→ **DOCUMENT TEXT**

————————

Auckland is not as expensive, relatively speaking, as it was. Waikato and Canterbury are not as ‘cheap’.
Chart 8: City offramp
Nonetheless, looking at internal migration crosswinds at a more disaggregated level shows there’s still a strong ‘flee the cities’ vibe in play. Especially the cities of Wellington, Nelson, and Auckland (excluded from the chart).
The Selwyn and Waimakariri districts (southwest and north of Christchurch respectively) remain the most in vogue places to up sticks and shift to.
The 35% population explosion in Selwyn from 2018-2024 is easily the largest of any district in NZ over this period.
Chart 9: No vacancy
It may have been uneven around the regions, but the impacts of the population growth slowdown have become increasingly obvious everywhere.
We think it was part of the reason economic activity slumped anew around mid-year. And the associated easing in housing demand has contributed to NZ’s rental and housing markets returning to a position of excess supply.
Indicative of such, rental vacancy rates have increased in all regions over the past 12 months, and particularly so in Auckland and Wellington. No wonder rents are now falling in some areas.
Chart 10: More to go
The population figures used here mostly reference the year to June 2024. We know migration flows have cooled further since. And our forecasts anticipate more of the same through next year.
In other words, the slowdown in population growth is only partway done. We expect the current annual growth rate of 1.8% to dip to around 1.0% in 2025. It’s one of the factors expected to hold back the house price upturn, and broader economic recovery, we see developing next year.

————————

→ **WHAT TO WORK ON**
In the passage on New Zealand population growth, what annual growth rate is expected for 2025, and what is the current rate?

(Labeled-object pointing entries)
————————

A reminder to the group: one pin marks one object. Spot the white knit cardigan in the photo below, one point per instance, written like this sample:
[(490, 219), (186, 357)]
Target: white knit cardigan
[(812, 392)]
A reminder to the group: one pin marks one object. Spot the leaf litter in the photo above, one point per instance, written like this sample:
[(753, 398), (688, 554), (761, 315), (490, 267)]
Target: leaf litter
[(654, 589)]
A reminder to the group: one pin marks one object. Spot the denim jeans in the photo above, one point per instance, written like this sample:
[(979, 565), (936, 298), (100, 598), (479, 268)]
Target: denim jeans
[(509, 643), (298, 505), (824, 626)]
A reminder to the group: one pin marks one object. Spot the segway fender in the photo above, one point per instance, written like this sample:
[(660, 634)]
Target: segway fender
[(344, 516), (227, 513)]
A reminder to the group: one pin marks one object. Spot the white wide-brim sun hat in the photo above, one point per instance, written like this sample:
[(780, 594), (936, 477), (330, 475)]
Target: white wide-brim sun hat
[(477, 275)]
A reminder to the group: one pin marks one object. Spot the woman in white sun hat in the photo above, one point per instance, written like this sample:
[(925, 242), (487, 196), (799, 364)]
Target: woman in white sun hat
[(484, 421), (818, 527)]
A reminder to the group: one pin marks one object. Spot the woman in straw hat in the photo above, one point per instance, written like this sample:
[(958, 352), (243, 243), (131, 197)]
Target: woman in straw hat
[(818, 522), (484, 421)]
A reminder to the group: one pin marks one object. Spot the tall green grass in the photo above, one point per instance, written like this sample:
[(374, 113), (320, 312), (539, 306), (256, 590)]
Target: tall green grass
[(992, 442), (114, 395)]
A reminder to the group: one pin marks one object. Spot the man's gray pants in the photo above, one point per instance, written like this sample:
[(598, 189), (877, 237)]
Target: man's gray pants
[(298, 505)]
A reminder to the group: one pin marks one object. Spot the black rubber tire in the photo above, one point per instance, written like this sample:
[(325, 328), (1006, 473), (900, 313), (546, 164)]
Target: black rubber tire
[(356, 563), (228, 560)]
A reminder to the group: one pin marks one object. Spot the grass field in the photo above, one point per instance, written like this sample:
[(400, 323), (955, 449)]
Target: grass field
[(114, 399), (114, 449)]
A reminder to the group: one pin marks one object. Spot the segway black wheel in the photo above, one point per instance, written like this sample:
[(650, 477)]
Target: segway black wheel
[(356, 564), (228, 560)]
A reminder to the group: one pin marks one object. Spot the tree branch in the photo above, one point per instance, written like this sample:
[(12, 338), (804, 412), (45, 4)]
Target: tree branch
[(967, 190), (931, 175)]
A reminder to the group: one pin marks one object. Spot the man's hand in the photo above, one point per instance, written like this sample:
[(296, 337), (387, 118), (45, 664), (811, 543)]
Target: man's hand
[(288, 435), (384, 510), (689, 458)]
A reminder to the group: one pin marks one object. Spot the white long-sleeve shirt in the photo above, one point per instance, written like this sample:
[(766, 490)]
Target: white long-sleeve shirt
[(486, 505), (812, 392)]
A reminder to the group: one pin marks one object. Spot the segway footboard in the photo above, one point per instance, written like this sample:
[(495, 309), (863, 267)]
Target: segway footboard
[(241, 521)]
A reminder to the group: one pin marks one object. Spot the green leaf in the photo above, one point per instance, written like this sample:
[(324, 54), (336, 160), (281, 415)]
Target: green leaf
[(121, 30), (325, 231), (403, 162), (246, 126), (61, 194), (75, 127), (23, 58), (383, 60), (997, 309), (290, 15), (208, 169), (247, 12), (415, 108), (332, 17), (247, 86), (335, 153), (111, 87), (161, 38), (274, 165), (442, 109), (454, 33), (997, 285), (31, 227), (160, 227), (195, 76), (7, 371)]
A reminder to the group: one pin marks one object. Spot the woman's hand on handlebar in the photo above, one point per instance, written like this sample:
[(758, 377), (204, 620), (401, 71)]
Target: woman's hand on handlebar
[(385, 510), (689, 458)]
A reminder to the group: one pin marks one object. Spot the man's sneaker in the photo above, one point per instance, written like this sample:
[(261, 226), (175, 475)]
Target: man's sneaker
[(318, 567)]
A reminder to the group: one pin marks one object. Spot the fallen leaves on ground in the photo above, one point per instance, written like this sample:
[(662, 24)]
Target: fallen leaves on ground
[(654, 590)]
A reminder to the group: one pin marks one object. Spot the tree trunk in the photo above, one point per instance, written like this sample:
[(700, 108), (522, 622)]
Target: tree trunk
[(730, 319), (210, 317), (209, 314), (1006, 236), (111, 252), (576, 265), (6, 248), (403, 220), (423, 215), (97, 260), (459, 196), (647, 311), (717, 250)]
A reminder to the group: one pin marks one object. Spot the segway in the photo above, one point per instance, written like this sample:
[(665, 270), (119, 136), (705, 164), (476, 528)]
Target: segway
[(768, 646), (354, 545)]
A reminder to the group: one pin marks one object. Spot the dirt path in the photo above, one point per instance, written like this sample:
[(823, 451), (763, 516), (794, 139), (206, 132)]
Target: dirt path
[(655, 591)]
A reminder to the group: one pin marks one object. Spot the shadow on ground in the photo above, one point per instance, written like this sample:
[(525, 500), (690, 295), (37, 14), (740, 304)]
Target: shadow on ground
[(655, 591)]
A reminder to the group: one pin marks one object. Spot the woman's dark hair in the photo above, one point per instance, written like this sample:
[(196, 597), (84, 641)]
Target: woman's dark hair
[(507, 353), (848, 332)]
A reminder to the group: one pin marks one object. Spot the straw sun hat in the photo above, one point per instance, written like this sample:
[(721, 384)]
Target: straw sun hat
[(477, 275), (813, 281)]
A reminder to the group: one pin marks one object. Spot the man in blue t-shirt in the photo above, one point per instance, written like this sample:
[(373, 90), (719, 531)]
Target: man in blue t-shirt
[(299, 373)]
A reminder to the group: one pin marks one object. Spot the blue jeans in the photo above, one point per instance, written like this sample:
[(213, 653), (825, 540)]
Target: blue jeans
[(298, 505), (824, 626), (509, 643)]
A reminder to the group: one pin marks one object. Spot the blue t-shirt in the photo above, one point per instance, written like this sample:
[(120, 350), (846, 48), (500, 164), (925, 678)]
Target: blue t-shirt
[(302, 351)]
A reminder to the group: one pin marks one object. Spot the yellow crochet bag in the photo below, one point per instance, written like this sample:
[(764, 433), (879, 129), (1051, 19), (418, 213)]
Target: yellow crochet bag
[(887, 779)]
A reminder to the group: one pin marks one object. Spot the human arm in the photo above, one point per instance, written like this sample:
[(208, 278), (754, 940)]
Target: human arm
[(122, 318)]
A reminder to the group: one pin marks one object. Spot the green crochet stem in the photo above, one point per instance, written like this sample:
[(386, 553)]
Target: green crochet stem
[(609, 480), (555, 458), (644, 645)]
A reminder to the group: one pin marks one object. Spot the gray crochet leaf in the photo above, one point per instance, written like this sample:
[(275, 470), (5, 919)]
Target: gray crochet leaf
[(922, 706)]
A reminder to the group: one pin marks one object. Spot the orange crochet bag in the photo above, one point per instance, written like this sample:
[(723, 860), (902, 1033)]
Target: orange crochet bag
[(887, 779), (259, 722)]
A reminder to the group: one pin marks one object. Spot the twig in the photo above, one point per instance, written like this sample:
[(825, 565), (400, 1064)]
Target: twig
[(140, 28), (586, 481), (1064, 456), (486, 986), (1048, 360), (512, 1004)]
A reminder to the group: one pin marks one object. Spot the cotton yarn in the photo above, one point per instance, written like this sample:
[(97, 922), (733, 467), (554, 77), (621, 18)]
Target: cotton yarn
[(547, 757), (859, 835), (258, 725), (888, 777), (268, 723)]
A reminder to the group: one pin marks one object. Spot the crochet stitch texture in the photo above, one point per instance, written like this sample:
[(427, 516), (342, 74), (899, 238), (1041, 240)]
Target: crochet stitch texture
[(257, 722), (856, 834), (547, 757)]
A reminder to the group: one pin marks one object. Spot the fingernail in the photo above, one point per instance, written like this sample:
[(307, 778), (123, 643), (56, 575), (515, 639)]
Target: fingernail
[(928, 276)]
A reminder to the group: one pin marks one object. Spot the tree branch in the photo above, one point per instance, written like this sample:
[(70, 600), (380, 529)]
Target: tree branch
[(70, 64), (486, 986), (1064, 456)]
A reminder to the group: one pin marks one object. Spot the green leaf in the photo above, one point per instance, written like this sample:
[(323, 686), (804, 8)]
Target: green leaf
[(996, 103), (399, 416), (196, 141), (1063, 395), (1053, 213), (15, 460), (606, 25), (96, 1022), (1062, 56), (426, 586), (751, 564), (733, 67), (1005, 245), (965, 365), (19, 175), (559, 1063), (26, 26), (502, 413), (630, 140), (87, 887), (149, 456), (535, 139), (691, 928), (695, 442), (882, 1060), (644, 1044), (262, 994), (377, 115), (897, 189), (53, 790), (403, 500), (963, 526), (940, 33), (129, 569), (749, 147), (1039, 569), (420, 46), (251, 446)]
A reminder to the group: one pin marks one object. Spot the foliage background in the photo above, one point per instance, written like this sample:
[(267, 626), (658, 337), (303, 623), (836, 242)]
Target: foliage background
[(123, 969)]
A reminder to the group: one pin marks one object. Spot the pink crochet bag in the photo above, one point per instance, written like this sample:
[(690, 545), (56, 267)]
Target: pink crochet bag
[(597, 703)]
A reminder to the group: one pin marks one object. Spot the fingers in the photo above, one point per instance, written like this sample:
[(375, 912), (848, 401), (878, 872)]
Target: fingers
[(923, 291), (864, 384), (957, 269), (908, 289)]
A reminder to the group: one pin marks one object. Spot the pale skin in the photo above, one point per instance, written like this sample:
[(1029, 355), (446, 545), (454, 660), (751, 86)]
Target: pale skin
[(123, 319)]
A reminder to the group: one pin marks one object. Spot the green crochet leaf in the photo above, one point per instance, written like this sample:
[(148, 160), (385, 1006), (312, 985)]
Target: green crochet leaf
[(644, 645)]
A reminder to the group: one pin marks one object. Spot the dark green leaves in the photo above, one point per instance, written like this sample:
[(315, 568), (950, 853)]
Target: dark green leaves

————————

→ **TASK RESPONSE**
Around 1.0% in 2025, down from the current 1.8%.